:: Items ::

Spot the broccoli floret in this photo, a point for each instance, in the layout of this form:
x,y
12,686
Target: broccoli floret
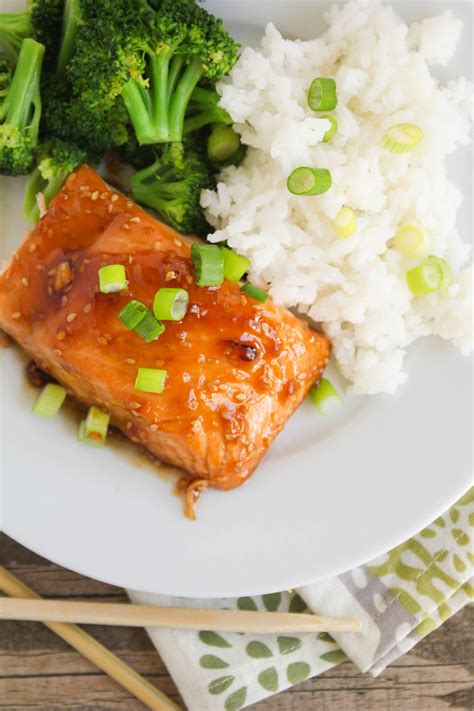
x,y
172,186
95,128
203,109
80,96
55,160
20,112
40,21
183,45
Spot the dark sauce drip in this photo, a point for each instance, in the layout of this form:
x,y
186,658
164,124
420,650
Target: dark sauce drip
x,y
245,351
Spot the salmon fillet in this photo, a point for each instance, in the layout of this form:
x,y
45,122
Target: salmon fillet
x,y
237,369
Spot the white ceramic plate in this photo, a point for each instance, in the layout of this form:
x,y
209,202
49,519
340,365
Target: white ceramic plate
x,y
330,494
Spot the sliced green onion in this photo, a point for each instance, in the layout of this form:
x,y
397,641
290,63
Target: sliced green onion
x,y
235,265
322,394
345,222
331,131
93,429
309,181
208,262
222,143
149,329
170,304
411,240
150,380
112,278
322,94
424,279
49,401
132,314
445,269
402,138
255,292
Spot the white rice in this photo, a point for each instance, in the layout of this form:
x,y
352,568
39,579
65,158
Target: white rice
x,y
355,288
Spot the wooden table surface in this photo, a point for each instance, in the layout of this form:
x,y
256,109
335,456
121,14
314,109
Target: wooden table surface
x,y
39,671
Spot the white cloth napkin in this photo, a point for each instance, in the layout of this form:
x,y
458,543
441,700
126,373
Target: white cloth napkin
x,y
400,597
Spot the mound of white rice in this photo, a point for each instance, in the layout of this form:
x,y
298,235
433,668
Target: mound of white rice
x,y
355,287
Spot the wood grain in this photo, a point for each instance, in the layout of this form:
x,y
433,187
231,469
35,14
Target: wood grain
x,y
38,670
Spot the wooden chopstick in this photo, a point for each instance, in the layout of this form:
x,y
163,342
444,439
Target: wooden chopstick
x,y
101,613
99,655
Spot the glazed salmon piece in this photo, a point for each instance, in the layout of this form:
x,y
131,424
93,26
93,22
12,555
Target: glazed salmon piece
x,y
237,369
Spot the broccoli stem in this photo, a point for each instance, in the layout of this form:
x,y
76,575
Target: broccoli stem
x,y
181,96
175,70
22,106
71,22
14,27
37,184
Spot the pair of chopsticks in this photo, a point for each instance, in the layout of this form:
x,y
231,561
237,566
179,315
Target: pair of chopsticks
x,y
59,615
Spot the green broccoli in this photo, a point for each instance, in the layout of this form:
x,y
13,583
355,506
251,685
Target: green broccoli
x,y
20,111
203,109
55,160
5,76
172,186
93,63
40,21
183,45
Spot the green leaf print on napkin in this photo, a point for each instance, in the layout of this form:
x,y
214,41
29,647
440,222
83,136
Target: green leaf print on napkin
x,y
218,686
268,679
420,585
209,661
236,700
298,672
257,650
286,645
213,639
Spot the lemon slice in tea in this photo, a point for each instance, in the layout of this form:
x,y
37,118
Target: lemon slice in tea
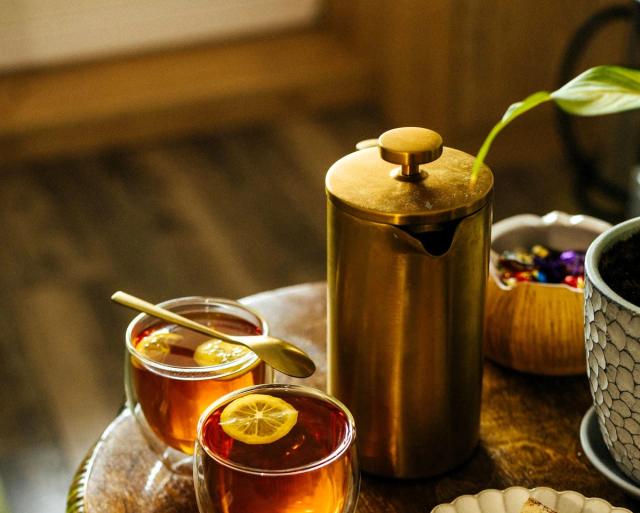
x,y
218,352
258,419
156,346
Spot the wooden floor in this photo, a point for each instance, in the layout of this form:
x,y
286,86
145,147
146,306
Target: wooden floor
x,y
226,215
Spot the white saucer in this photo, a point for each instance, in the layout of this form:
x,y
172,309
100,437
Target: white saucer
x,y
597,453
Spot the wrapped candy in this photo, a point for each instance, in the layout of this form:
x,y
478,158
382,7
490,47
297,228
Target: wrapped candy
x,y
542,265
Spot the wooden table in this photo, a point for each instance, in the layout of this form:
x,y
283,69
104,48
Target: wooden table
x,y
529,437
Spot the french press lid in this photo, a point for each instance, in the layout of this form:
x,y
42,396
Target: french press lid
x,y
408,178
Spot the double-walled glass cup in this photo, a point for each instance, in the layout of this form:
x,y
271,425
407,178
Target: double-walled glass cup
x,y
173,374
313,468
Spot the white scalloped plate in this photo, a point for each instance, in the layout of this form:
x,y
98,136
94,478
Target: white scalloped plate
x,y
512,499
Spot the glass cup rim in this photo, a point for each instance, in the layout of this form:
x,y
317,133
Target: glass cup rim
x,y
247,362
342,447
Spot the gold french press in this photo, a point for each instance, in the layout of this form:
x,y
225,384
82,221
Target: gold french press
x,y
408,252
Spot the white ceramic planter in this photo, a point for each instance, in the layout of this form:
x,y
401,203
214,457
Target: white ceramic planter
x,y
612,340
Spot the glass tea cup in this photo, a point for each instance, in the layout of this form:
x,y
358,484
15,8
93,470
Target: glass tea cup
x,y
302,458
172,374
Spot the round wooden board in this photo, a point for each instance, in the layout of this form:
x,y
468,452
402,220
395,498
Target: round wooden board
x,y
529,437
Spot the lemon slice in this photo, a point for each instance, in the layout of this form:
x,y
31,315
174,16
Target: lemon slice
x,y
218,352
156,345
258,419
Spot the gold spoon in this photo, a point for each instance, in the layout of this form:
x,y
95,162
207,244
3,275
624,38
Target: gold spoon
x,y
277,353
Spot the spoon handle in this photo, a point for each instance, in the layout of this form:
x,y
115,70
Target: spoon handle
x,y
141,305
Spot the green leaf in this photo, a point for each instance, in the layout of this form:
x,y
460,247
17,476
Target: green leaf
x,y
599,90
512,113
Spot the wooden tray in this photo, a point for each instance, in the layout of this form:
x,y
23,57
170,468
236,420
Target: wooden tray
x,y
529,437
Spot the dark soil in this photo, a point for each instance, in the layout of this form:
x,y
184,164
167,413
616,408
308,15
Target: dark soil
x,y
620,268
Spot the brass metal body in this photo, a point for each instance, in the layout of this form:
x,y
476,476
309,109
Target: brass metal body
x,y
405,314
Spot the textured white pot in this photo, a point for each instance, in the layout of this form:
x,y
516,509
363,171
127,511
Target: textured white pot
x,y
612,340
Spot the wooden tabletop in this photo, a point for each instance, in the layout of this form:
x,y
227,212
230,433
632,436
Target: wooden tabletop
x,y
529,437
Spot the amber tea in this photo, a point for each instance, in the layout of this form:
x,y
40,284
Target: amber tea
x,y
176,373
281,449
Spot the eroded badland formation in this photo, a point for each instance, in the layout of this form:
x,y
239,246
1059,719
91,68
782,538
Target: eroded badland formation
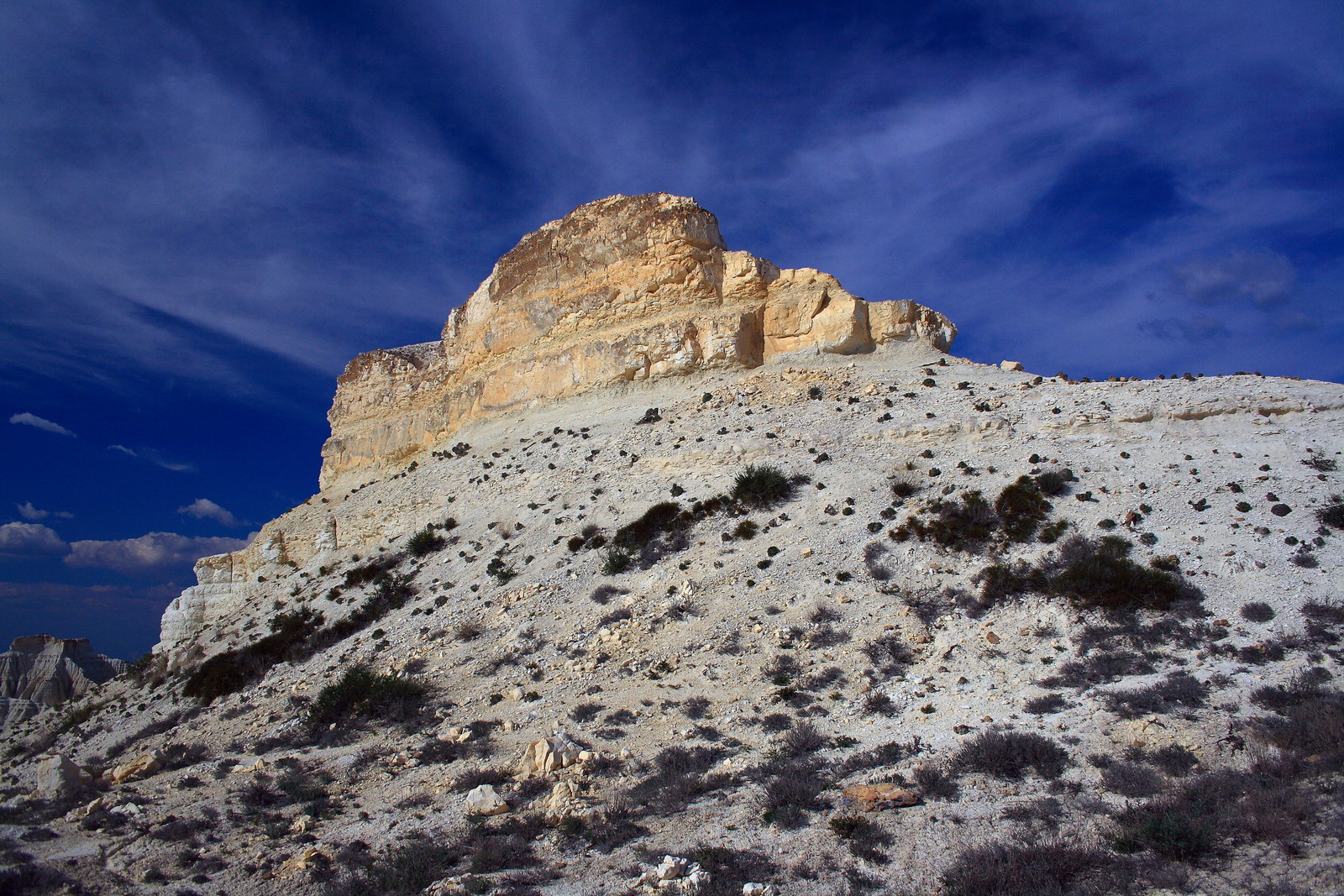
x,y
665,551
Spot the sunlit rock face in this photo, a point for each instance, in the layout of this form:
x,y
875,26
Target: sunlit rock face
x,y
627,288
42,671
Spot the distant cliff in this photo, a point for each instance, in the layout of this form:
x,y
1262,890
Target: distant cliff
x,y
627,288
42,671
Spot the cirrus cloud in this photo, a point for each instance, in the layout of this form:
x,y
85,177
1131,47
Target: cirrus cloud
x,y
40,423
207,510
29,512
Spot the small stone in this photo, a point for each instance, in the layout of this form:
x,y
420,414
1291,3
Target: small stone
x,y
486,801
878,797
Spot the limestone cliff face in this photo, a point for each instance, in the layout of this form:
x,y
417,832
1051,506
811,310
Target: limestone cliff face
x,y
627,288
42,671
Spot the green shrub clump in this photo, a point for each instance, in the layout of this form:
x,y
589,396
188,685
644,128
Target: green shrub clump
x,y
763,485
425,542
1021,508
362,694
233,671
1090,575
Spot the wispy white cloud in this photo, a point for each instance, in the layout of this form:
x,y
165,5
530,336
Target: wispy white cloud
x,y
29,512
151,553
155,457
207,510
30,540
37,422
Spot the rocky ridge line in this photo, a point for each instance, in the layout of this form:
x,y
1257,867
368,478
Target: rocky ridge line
x,y
622,289
44,671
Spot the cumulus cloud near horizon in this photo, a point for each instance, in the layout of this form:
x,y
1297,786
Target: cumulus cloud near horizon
x,y
29,512
40,423
207,510
30,540
152,553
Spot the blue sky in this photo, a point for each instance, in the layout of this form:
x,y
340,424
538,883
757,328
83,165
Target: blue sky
x,y
207,208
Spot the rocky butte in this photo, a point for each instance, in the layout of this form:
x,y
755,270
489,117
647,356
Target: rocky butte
x,y
667,571
42,671
622,291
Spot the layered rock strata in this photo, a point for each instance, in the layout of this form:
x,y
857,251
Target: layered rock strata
x,y
622,289
42,671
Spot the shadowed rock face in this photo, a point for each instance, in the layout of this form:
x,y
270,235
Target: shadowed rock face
x,y
42,671
622,289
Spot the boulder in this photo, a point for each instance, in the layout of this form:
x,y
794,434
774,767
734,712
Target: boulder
x,y
58,777
878,797
302,862
486,801
551,754
459,886
141,766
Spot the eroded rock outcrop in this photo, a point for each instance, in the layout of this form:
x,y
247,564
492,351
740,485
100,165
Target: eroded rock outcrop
x,y
42,671
622,289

:::

Work to be completed
Write out only what runs from the line holding "Spot the shadowed" through the last line of the records, exactly as shown.

The completed task
Spot the shadowed rock face in this photo, a point for each instance, in the layout of this form:
x,y
270,235
Target: shadowed rock face
x,y
42,671
622,289
Spot the boulder in this photo, a point for each instance, in the layout of this form:
x,y
794,434
774,767
734,712
Target: boulder
x,y
58,777
878,797
302,862
486,801
551,754
459,886
141,766
Spot the eroded rock outcrop in this photo, a point for each instance, in the layout of this form:
x,y
247,564
492,351
740,485
100,165
Target: eroded rock outcrop
x,y
42,671
622,289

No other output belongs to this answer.